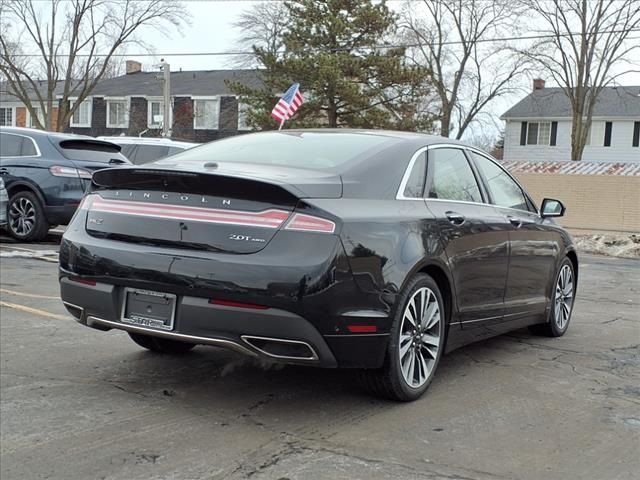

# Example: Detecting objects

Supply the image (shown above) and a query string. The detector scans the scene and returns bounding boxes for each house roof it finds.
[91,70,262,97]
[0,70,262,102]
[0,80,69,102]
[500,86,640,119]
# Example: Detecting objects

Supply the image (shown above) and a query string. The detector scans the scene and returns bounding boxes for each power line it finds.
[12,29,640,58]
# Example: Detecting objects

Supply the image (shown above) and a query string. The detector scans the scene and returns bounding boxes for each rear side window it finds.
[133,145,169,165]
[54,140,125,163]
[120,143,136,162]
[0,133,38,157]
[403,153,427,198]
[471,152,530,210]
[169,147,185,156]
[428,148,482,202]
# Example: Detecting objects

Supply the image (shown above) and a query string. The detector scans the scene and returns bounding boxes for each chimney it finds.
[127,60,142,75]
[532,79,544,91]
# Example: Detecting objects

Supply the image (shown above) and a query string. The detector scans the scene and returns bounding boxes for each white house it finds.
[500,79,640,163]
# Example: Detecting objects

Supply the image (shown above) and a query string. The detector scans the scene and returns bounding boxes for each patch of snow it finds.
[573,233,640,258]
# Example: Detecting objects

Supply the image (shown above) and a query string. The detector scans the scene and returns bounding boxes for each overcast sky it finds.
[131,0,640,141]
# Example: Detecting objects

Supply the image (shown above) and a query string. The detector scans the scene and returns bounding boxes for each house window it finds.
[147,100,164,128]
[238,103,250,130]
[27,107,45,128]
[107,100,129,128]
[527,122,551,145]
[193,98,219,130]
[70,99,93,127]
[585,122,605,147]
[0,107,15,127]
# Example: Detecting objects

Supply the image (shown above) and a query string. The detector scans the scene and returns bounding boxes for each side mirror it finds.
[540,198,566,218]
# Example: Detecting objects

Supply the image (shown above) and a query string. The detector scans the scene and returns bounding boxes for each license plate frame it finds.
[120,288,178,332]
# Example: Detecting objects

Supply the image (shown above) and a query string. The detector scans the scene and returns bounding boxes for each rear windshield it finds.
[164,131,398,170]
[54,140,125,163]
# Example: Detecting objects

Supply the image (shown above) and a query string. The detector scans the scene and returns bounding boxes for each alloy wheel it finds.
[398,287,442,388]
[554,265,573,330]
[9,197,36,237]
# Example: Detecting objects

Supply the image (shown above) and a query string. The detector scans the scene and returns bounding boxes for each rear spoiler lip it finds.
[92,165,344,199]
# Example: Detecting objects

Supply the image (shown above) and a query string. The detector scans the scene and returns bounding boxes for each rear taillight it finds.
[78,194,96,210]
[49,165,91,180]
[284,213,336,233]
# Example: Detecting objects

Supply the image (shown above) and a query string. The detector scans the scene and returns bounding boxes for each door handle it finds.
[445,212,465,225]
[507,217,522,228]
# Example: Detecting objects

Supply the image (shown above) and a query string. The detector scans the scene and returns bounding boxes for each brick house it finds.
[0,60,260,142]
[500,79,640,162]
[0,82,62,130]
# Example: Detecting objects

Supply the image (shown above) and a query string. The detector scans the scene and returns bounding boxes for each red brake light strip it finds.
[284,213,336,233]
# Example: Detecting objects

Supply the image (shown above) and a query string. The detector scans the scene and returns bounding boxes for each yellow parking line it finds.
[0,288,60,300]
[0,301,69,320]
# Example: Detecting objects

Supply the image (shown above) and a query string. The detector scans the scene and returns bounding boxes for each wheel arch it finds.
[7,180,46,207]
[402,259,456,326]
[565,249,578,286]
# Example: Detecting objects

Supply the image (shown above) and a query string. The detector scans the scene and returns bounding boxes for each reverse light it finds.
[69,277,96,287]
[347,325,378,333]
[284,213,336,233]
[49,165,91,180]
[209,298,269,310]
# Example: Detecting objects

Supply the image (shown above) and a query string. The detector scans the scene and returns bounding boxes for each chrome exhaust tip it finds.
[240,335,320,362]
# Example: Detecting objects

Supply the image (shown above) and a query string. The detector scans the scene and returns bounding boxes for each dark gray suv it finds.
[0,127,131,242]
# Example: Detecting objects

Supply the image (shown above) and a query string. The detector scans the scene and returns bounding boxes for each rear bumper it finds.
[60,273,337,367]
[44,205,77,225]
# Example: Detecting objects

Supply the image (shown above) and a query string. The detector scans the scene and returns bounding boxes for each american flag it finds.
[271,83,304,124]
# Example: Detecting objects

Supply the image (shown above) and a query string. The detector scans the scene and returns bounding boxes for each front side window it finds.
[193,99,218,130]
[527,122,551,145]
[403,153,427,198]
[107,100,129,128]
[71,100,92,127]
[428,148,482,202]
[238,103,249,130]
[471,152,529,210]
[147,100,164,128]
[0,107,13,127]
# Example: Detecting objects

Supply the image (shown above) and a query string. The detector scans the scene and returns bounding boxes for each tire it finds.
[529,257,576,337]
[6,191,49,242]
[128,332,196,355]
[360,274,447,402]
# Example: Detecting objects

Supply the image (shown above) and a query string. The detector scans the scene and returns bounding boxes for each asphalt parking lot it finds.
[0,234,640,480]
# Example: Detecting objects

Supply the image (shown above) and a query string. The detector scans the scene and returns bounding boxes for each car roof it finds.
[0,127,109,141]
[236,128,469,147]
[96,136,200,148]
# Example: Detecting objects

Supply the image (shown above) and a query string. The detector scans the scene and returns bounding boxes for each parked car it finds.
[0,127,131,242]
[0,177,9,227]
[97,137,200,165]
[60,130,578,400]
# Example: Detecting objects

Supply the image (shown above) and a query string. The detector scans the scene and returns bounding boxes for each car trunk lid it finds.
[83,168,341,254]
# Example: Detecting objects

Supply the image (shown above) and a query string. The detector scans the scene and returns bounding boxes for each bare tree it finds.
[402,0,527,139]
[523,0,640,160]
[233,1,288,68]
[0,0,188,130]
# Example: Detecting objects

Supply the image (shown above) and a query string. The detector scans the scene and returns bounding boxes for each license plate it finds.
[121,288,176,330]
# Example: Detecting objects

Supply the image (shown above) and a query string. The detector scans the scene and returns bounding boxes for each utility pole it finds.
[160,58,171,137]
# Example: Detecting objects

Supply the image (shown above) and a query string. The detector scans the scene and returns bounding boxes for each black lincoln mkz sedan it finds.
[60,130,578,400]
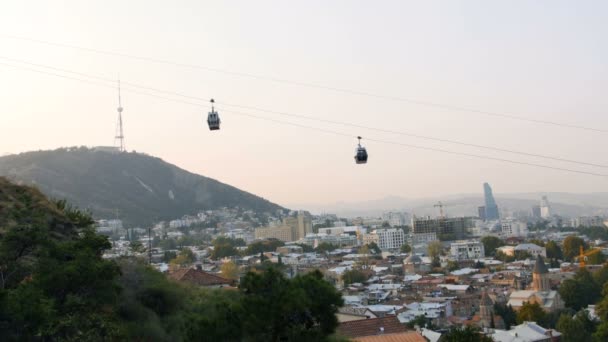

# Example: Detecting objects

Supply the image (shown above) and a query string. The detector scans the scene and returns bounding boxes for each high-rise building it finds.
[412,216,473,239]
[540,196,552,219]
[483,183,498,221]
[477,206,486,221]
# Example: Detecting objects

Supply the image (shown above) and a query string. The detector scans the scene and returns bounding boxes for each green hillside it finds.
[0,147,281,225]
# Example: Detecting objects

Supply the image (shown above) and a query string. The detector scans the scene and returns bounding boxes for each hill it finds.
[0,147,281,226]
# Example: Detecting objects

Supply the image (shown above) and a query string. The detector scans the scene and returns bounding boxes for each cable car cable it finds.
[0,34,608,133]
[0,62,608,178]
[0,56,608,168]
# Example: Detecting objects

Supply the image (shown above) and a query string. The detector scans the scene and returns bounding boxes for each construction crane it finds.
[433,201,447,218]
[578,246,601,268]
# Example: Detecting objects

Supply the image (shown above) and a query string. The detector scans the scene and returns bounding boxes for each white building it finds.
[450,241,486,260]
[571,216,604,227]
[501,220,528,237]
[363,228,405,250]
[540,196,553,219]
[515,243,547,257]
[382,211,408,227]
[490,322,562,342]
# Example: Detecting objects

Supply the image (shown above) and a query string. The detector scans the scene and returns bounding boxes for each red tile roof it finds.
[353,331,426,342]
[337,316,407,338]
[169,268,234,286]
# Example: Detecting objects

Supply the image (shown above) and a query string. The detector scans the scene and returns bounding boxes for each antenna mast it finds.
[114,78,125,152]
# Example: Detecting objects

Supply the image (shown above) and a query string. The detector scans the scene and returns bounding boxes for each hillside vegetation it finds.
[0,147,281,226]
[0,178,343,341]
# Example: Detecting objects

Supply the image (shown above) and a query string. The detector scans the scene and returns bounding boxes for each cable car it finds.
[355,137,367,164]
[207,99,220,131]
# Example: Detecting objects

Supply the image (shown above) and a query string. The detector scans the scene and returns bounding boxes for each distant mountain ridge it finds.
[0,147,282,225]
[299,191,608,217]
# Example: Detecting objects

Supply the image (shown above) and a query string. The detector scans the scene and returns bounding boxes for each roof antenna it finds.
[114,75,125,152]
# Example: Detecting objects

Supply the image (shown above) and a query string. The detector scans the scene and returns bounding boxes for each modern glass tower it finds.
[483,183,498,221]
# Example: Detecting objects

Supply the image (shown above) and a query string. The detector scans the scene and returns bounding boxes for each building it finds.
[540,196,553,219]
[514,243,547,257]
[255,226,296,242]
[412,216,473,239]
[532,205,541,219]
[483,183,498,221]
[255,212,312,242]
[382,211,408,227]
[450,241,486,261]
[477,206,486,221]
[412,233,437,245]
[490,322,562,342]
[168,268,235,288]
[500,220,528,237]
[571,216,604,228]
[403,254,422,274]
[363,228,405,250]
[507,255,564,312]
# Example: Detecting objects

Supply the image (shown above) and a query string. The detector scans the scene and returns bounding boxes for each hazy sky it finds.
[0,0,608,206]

____________

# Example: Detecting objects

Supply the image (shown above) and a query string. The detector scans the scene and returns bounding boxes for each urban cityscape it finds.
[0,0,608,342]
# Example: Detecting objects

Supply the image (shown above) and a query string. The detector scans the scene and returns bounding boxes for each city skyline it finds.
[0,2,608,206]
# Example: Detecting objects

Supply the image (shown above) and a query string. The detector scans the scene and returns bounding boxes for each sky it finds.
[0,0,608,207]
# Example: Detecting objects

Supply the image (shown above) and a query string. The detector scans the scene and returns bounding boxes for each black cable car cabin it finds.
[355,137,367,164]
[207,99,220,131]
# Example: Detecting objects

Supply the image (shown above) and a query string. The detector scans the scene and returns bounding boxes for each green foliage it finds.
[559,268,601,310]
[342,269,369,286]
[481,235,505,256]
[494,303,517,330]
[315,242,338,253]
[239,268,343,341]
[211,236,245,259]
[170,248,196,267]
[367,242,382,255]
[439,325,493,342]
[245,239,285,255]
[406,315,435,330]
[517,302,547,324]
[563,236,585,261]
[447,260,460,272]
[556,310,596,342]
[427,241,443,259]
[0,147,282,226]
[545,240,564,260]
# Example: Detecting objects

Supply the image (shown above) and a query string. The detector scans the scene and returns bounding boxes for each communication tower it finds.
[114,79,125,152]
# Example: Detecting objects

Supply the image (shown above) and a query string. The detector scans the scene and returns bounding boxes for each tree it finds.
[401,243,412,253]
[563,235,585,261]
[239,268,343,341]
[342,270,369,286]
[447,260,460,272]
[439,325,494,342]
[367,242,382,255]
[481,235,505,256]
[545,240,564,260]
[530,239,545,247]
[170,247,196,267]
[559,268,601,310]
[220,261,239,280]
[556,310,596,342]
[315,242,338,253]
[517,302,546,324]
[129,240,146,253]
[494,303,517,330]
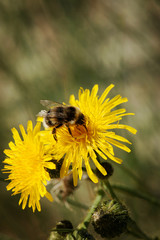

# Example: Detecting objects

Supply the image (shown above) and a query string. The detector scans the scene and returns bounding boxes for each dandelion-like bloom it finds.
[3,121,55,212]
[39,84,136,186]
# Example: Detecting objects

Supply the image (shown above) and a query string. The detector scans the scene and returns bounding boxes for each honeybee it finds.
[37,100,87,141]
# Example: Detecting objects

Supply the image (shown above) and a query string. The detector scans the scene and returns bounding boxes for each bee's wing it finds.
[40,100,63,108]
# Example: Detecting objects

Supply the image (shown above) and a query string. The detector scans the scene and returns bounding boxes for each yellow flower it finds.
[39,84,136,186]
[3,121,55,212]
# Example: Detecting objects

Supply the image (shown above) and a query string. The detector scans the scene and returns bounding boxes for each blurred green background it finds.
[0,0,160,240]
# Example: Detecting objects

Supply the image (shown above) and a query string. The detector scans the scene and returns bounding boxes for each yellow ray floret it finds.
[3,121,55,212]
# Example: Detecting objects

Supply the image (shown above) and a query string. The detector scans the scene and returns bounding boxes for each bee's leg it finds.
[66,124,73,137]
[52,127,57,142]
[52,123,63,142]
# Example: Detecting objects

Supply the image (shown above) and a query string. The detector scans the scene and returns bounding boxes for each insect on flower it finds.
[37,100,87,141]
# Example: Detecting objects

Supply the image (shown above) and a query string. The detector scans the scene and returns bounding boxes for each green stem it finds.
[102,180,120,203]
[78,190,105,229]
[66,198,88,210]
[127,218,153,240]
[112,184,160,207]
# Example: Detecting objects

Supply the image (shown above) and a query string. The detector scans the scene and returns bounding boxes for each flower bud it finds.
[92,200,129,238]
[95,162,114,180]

____________

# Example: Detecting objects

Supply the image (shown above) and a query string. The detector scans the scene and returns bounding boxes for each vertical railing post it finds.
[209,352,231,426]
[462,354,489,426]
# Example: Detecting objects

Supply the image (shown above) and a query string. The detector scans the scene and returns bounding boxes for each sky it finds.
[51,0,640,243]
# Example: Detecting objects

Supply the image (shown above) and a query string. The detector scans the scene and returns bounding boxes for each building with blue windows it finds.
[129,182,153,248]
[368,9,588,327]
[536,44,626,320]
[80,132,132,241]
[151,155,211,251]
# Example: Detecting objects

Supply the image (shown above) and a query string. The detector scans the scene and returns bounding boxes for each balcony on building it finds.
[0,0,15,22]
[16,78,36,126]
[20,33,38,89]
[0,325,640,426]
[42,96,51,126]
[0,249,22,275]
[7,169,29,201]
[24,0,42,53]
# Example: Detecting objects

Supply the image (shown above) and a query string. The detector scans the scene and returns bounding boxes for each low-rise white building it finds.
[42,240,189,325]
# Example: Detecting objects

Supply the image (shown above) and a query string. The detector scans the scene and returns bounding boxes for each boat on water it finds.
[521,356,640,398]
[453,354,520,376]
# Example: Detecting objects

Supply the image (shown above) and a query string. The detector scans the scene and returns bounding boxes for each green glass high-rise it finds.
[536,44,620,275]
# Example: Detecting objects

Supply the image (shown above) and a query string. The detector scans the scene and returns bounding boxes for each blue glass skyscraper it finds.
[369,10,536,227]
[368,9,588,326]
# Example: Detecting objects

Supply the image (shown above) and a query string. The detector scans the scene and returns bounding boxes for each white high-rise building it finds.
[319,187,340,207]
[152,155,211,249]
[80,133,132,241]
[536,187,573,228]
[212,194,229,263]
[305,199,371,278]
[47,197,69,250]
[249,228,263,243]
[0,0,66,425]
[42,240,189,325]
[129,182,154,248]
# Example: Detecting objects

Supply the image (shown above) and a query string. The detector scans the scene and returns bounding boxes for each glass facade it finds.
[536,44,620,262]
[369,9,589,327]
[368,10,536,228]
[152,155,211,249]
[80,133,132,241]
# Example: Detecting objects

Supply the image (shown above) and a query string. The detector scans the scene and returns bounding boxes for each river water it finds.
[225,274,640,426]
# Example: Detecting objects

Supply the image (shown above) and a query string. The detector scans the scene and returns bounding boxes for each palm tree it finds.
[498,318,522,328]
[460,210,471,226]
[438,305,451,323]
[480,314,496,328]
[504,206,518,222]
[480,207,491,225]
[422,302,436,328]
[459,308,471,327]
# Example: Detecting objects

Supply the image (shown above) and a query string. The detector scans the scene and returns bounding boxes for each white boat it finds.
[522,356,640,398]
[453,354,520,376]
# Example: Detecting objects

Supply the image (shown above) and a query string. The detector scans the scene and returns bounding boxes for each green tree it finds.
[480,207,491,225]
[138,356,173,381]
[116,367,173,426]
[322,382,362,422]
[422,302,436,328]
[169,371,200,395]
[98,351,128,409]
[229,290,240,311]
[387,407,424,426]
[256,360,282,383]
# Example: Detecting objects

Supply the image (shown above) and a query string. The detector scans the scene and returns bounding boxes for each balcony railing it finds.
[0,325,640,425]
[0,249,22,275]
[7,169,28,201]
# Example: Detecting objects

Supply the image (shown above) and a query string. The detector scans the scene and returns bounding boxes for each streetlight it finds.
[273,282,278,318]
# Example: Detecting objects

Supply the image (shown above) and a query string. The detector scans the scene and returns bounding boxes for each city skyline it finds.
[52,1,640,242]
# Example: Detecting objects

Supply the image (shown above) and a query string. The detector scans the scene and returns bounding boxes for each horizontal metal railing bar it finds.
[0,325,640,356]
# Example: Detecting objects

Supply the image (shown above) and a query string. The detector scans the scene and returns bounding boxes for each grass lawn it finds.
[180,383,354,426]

____________

Count how many lines above contain the word "white" and reply with the number alone.

● **Exercise response**
5